- Supplied material:
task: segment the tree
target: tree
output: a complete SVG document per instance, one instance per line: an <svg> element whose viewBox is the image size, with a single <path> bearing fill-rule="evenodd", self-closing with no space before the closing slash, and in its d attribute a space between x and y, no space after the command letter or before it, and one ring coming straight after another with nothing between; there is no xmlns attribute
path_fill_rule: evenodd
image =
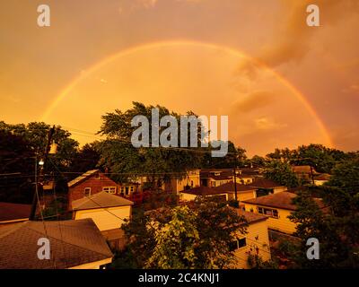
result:
<svg viewBox="0 0 359 287"><path fill-rule="evenodd" d="M296 267L357 268L359 257L355 255L355 245L353 244L353 235L350 234L357 234L355 227L357 226L357 219L349 223L331 212L324 213L308 193L300 193L293 202L297 210L290 219L298 224L294 235L301 239L301 244L293 255ZM310 238L315 238L320 242L319 260L309 260L306 257L306 242Z"/></svg>
<svg viewBox="0 0 359 287"><path fill-rule="evenodd" d="M99 168L100 142L93 142L84 144L75 154L72 160L70 171L74 172L85 172L90 170ZM76 177L77 175L74 175Z"/></svg>
<svg viewBox="0 0 359 287"><path fill-rule="evenodd" d="M146 117L149 119L151 133L153 108L159 109L160 118L171 115L180 121L180 115L170 112L164 107L144 106L138 102L134 102L133 108L124 112L117 109L102 117L103 124L100 134L106 135L107 139L100 144L100 163L108 167L112 172L119 174L114 179L126 181L128 178L136 178L141 175L146 175L155 187L156 183L169 179L170 175L181 178L185 176L184 172L187 169L199 167L202 154L193 152L194 148L174 150L162 147L136 148L133 146L131 136L136 127L131 126L131 120L138 115ZM164 127L161 127L160 134L163 129ZM151 144L150 135L150 146Z"/></svg>
<svg viewBox="0 0 359 287"><path fill-rule="evenodd" d="M302 239L296 263L301 267L359 267L359 161L350 160L337 164L330 180L316 187L322 198L325 213L312 200L312 193L301 193L295 198L297 210L292 220L298 224L296 235ZM317 238L320 259L308 260L305 242ZM302 250L302 252L301 252Z"/></svg>
<svg viewBox="0 0 359 287"><path fill-rule="evenodd" d="M196 266L195 248L199 244L196 215L188 206L173 208L170 222L156 228L155 247L145 267L192 269Z"/></svg>
<svg viewBox="0 0 359 287"><path fill-rule="evenodd" d="M266 166L266 159L259 155L254 155L250 160L250 163L253 168L264 168Z"/></svg>
<svg viewBox="0 0 359 287"><path fill-rule="evenodd" d="M288 187L296 187L301 184L292 167L278 160L273 160L266 165L264 175L267 178Z"/></svg>
<svg viewBox="0 0 359 287"><path fill-rule="evenodd" d="M247 222L225 203L198 197L184 206L140 212L123 228L128 252L136 255L131 265L211 269L235 261L230 244L233 234L246 232Z"/></svg>
<svg viewBox="0 0 359 287"><path fill-rule="evenodd" d="M31 203L35 160L22 136L0 129L0 201Z"/></svg>

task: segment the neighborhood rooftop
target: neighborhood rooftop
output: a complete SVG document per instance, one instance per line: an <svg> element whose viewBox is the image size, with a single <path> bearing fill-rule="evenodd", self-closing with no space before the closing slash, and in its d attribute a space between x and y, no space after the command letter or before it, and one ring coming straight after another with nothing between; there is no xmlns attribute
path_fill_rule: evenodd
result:
<svg viewBox="0 0 359 287"><path fill-rule="evenodd" d="M39 260L37 257L38 240L42 237L50 241L53 259ZM107 262L112 257L112 252L92 219L26 222L0 229L0 269L63 269L102 260Z"/></svg>
<svg viewBox="0 0 359 287"><path fill-rule="evenodd" d="M293 199L297 195L294 193L285 191L269 196L243 200L242 203L294 211L296 210L296 205L293 203ZM320 208L324 207L322 202L319 198L315 198L314 200Z"/></svg>
<svg viewBox="0 0 359 287"><path fill-rule="evenodd" d="M96 172L98 172L99 170L88 170L85 173L82 174L81 176L77 177L76 178L69 181L67 183L67 186L69 187L72 187L77 184L79 184L80 182L83 181L84 179L93 176L94 174L96 174Z"/></svg>
<svg viewBox="0 0 359 287"><path fill-rule="evenodd" d="M0 203L0 222L26 220L29 218L31 205Z"/></svg>
<svg viewBox="0 0 359 287"><path fill-rule="evenodd" d="M133 204L132 201L126 198L102 191L93 196L73 201L72 208L73 210L84 210L132 205Z"/></svg>

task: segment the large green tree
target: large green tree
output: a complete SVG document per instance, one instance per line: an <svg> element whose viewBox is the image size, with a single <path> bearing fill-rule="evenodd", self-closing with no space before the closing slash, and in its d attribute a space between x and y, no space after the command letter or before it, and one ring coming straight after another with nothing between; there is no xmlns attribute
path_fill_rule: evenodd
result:
<svg viewBox="0 0 359 287"><path fill-rule="evenodd" d="M225 268L235 262L230 246L247 222L215 198L197 197L188 205L135 213L123 226L127 250L137 268ZM128 264L128 260L127 260Z"/></svg>
<svg viewBox="0 0 359 287"><path fill-rule="evenodd" d="M115 179L125 181L146 175L155 187L155 183L162 182L170 176L181 178L187 169L200 166L203 153L197 152L197 148L151 147L152 109L154 108L159 109L160 118L168 115L173 116L180 126L179 114L171 112L164 107L144 106L138 102L134 102L133 108L126 111L117 109L102 117L103 123L100 134L107 138L100 144L100 163L109 168L113 173L118 173ZM188 115L194 114L188 112ZM131 143L131 136L137 129L136 126L131 126L131 120L136 116L144 116L149 121L150 147L137 148ZM165 128L160 127L160 135Z"/></svg>

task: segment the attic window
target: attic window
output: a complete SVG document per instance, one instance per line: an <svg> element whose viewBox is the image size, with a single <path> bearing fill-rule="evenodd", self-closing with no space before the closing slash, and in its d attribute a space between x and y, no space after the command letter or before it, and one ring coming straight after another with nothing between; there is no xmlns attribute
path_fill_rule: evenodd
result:
<svg viewBox="0 0 359 287"><path fill-rule="evenodd" d="M235 251L237 249L244 248L245 246L247 246L246 238L242 238L242 239L236 238L235 240L233 240L230 243L229 248L230 248L230 251Z"/></svg>
<svg viewBox="0 0 359 287"><path fill-rule="evenodd" d="M84 187L83 196L89 197L91 196L91 187Z"/></svg>
<svg viewBox="0 0 359 287"><path fill-rule="evenodd" d="M117 191L117 187L102 187L102 191L106 191L109 194L116 194Z"/></svg>

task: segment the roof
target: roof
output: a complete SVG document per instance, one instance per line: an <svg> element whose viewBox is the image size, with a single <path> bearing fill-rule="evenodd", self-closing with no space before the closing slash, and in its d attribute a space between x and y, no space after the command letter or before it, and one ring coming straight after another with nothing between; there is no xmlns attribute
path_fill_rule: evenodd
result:
<svg viewBox="0 0 359 287"><path fill-rule="evenodd" d="M72 203L73 210L84 210L95 208L108 208L117 206L132 205L134 203L119 196L110 195L106 191L101 191L93 196L74 200Z"/></svg>
<svg viewBox="0 0 359 287"><path fill-rule="evenodd" d="M256 178L249 186L254 188L275 188L282 187L281 184L265 178Z"/></svg>
<svg viewBox="0 0 359 287"><path fill-rule="evenodd" d="M27 220L31 210L31 204L0 203L0 222Z"/></svg>
<svg viewBox="0 0 359 287"><path fill-rule="evenodd" d="M49 239L52 259L38 258L39 238ZM26 222L0 229L0 269L63 269L112 257L92 219Z"/></svg>
<svg viewBox="0 0 359 287"><path fill-rule="evenodd" d="M321 173L314 176L314 180L329 180L330 177L331 176L328 173Z"/></svg>
<svg viewBox="0 0 359 287"><path fill-rule="evenodd" d="M307 173L311 174L311 171L313 174L318 174L318 172L314 170L314 168L311 168L311 166L310 165L297 165L297 166L293 166L292 167L293 171L295 173Z"/></svg>
<svg viewBox="0 0 359 287"><path fill-rule="evenodd" d="M296 210L296 205L293 204L293 199L297 195L294 193L283 191L265 196L242 200L241 202L261 206L268 206L286 210ZM324 207L320 199L314 198L314 200L317 202L320 207Z"/></svg>
<svg viewBox="0 0 359 287"><path fill-rule="evenodd" d="M244 216L249 224L253 224L261 221L267 221L268 219L266 215L246 212L239 208L236 208L236 211L238 215Z"/></svg>
<svg viewBox="0 0 359 287"><path fill-rule="evenodd" d="M250 187L249 185L239 184L238 182L236 183L236 187L237 187L237 192L246 192L246 191L252 191L252 190L256 189L253 187ZM232 181L227 182L223 185L221 185L219 187L215 187L213 188L217 191L222 191L222 192L235 192L234 183Z"/></svg>
<svg viewBox="0 0 359 287"><path fill-rule="evenodd" d="M85 173L82 174L80 177L77 177L76 178L69 181L67 183L68 187L73 187L74 186L79 184L80 182L83 182L83 180L91 178L92 176L96 174L98 171L100 171L100 170L92 170L86 171Z"/></svg>
<svg viewBox="0 0 359 287"><path fill-rule="evenodd" d="M182 191L180 191L180 193L194 195L194 196L215 196L215 195L223 195L226 192L223 191L223 190L217 190L214 187L198 187L182 190Z"/></svg>

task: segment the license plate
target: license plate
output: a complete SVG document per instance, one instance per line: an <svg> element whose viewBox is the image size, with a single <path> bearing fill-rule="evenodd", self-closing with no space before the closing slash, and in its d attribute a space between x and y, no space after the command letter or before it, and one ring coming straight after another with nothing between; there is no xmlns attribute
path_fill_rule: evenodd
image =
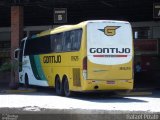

- Directive:
Format the data as a numbered list from the line containing "task: segment the license plate" through the last line, both included. Skip blank lines and leave out the pictures.

- Complete response:
1. task: segment the license plate
2. target: license plate
3. output: a complete SVG document per instance, one instance per line: an <svg> element whose viewBox is the image size, with a single <path> bearing fill-rule="evenodd", self-closing with no space before the closing slash, and in its d attribute a space between x and y, no space after the command letter or before it, and one ring coming straight after another with nothing between; there is no xmlns attribute
4. path_fill_rule: evenodd
5. image =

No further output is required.